RECORDS SUPPLIED =
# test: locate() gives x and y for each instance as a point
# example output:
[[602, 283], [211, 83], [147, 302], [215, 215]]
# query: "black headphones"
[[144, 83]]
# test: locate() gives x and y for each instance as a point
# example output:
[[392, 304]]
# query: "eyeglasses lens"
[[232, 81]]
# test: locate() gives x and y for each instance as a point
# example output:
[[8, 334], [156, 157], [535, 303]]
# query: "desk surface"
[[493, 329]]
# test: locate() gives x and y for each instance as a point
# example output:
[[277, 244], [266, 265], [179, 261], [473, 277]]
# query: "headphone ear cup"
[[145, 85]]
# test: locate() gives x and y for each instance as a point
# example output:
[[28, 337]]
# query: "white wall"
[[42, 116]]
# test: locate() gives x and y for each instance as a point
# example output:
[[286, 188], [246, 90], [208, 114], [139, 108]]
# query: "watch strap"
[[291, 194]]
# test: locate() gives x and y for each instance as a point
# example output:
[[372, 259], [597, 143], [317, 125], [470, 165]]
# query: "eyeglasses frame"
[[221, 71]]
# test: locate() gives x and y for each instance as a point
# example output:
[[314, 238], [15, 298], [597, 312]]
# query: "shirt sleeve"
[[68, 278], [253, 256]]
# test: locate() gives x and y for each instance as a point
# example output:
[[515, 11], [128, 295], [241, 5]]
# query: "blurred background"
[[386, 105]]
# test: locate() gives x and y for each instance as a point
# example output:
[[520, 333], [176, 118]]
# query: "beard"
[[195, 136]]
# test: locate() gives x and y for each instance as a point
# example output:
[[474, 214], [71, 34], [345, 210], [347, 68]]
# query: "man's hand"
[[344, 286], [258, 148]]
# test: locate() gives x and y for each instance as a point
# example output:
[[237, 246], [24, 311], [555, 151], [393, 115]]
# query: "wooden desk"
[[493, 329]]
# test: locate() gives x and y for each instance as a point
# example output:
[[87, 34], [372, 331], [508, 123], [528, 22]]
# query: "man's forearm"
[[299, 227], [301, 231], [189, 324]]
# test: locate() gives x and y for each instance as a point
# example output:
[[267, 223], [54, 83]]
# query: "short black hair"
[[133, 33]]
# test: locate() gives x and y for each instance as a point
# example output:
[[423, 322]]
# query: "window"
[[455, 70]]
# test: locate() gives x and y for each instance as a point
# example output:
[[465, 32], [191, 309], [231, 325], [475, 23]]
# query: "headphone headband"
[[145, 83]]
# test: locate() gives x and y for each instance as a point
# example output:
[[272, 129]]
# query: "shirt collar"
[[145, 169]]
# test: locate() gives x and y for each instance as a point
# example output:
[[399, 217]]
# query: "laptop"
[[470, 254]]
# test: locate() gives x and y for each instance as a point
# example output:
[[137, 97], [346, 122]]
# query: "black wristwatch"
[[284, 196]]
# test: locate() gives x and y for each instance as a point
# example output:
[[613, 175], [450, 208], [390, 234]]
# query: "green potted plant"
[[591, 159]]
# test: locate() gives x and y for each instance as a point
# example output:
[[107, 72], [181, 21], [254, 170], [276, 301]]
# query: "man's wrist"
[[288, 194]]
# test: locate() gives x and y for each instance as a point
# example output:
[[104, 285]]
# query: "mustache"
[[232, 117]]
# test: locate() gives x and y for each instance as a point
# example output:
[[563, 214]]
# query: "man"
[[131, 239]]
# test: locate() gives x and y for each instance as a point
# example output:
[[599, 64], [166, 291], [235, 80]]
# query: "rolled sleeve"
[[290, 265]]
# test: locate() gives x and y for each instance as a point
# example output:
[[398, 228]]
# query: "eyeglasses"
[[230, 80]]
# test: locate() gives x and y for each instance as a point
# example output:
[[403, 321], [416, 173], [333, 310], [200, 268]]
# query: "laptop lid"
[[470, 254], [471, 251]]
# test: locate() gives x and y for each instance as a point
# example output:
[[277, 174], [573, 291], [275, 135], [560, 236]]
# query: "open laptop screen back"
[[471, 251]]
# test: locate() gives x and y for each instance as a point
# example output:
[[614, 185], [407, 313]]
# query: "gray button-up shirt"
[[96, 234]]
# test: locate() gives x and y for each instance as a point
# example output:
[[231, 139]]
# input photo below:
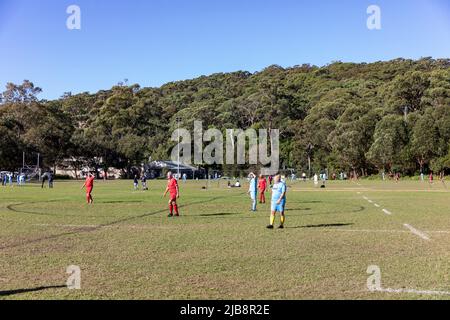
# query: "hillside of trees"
[[392, 116]]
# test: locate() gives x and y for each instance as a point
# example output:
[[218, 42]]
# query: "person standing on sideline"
[[144, 182], [278, 204], [316, 180], [89, 185], [253, 190], [262, 186], [135, 183], [172, 188]]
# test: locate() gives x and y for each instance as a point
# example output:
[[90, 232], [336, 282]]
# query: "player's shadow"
[[19, 291], [218, 214], [325, 225], [120, 201]]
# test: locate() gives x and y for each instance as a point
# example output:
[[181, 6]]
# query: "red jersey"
[[262, 184], [89, 182], [172, 185]]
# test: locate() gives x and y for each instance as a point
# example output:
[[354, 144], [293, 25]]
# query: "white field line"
[[146, 227], [385, 231], [417, 232], [66, 225], [414, 291]]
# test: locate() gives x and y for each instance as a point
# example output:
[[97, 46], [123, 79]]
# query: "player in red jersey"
[[262, 186], [89, 185], [172, 188]]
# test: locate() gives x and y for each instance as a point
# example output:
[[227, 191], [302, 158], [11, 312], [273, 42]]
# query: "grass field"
[[127, 248]]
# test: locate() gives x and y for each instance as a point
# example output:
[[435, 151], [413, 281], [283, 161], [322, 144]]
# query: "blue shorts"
[[278, 207]]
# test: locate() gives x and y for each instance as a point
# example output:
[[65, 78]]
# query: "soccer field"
[[127, 247]]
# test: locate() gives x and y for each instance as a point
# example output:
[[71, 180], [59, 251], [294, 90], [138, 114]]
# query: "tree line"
[[391, 116]]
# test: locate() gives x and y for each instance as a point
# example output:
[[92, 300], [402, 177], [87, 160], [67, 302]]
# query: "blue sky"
[[157, 41]]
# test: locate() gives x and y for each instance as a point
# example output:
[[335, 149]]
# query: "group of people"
[[276, 182], [7, 179]]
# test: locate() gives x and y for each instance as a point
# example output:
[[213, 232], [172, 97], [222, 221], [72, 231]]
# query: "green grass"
[[127, 248]]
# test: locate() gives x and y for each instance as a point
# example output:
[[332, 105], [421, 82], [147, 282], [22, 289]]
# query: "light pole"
[[309, 150]]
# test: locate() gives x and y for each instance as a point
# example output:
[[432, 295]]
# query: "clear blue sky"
[[156, 41]]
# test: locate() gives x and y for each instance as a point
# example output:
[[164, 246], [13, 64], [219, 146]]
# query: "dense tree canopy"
[[366, 118]]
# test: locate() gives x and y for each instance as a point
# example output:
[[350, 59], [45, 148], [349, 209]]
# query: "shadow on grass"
[[19, 291], [330, 225], [81, 230]]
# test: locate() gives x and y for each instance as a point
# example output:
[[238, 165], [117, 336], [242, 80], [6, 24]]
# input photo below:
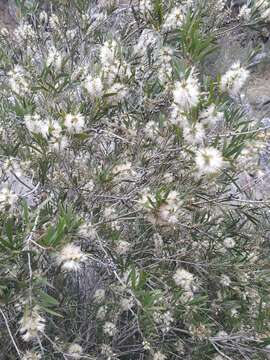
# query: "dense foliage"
[[129, 226]]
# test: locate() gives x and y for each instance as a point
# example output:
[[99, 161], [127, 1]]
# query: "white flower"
[[43, 17], [225, 281], [74, 123], [24, 32], [264, 7], [122, 247], [109, 328], [184, 279], [70, 257], [17, 80], [94, 86], [229, 243], [244, 13], [145, 6], [151, 129], [32, 325], [54, 58], [234, 79], [159, 356], [75, 351], [102, 312], [99, 295], [208, 160], [54, 22], [107, 53], [194, 134], [187, 92], [29, 355], [174, 19], [7, 198], [127, 304], [210, 116]]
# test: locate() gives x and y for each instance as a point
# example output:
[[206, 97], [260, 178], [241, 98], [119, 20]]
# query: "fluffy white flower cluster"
[[32, 325], [165, 69], [185, 280], [24, 32], [264, 8], [54, 58], [71, 257], [159, 356], [94, 86], [245, 13], [29, 355], [109, 328], [164, 320], [208, 161], [145, 7], [7, 199], [234, 79], [74, 123], [18, 80], [75, 351]]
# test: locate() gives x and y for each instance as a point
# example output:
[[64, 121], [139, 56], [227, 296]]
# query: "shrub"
[[128, 230]]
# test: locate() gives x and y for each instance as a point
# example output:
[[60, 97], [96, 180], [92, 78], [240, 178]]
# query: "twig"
[[10, 334]]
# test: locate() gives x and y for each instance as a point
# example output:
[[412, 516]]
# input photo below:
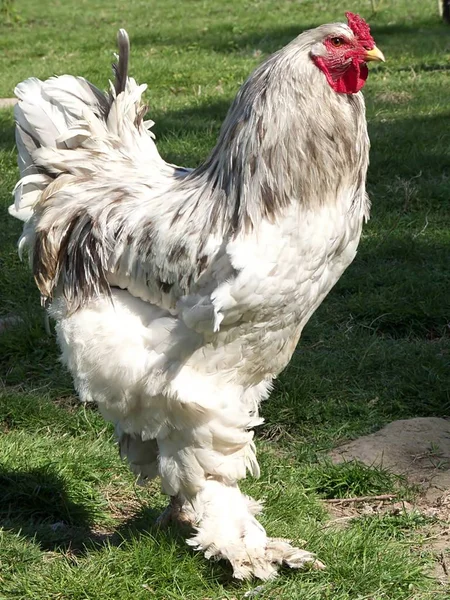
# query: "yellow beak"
[[374, 54]]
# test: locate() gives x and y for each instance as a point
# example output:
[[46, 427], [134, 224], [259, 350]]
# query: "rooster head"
[[343, 52]]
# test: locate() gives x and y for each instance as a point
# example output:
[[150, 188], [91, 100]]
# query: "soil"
[[419, 450]]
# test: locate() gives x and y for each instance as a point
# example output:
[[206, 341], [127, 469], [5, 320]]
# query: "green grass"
[[73, 523]]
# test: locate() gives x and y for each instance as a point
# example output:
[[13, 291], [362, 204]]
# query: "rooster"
[[179, 295]]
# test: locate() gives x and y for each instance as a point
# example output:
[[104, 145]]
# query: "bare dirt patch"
[[419, 450]]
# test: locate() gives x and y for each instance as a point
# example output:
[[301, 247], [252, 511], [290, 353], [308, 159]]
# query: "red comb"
[[360, 28]]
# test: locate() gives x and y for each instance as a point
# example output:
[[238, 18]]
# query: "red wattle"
[[348, 82]]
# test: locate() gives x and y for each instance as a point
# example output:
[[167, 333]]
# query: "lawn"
[[73, 523]]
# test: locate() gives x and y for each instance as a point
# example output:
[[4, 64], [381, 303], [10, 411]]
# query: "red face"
[[344, 62]]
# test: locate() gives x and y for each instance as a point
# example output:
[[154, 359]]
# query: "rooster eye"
[[337, 42]]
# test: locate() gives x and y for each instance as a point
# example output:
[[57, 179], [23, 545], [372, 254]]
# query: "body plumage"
[[179, 295]]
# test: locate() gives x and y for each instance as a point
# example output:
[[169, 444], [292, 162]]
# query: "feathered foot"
[[227, 529], [173, 513]]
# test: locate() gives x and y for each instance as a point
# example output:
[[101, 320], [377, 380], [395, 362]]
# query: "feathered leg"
[[201, 465]]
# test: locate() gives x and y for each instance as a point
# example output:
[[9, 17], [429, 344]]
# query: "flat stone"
[[418, 449]]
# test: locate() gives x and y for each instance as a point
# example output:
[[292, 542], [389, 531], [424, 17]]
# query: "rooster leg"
[[201, 461], [173, 513]]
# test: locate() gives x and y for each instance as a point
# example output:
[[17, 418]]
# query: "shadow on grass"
[[226, 39], [36, 505]]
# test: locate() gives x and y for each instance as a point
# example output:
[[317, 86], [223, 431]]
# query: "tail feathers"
[[66, 125]]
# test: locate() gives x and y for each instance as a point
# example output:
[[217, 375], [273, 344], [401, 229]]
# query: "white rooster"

TASK TO COMPLETE = Copy exactly the opening line of the material, the line bearing "[[392, 304]]", and every line between them. Include nothing else.

EXERCISE SOLUTION =
# test: locate() gives x and y for each instance as a point
# example output:
[[602, 283], [211, 83], [147, 302], [215, 215]]
# query: "black headphones"
[[144, 83]]
# test: locate() gives x and y for each instance as a point
# example output:
[[392, 304]]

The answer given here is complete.